__What the task requires__
Copy out, word for word, the data from the line containing "Target: nose" through the end of the data.

# Material shown start

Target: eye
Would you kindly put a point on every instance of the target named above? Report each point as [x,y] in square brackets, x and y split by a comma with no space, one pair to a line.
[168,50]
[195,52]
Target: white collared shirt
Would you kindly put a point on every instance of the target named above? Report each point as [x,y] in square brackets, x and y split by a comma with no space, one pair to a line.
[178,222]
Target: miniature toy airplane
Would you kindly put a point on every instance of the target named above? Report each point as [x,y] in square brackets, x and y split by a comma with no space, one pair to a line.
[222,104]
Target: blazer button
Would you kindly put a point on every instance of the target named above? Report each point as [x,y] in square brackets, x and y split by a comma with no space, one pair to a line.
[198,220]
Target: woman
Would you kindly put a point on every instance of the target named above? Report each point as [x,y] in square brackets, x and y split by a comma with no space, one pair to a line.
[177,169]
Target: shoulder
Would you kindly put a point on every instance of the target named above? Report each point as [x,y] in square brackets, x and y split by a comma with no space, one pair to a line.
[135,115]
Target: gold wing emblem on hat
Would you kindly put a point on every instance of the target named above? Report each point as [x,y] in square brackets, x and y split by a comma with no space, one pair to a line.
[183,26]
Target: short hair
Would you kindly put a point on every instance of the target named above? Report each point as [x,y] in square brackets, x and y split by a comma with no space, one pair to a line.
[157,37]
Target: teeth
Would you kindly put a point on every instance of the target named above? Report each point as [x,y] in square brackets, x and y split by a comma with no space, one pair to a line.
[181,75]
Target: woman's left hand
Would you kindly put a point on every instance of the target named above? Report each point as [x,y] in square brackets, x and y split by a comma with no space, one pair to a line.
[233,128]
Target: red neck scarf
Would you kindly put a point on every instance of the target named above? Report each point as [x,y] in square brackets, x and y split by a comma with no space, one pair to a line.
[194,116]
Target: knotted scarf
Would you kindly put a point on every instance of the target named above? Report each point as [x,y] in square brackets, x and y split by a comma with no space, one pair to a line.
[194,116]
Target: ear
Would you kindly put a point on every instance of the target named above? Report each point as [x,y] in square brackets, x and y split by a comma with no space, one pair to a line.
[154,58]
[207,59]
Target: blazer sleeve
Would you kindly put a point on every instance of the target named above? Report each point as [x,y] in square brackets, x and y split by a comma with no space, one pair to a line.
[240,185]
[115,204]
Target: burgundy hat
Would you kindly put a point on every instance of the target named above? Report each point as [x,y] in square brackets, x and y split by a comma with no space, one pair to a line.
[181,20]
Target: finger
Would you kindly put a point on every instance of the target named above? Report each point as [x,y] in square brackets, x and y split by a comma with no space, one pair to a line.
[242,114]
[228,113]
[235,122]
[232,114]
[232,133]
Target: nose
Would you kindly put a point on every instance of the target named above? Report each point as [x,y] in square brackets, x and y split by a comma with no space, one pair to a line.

# Material shown end

__Task output__
Target: nose
Would you kindly put a point on every instance of the target named above? Report each point as [x,y] in square brackets, x and y split by a comma with no space, one pair to a line.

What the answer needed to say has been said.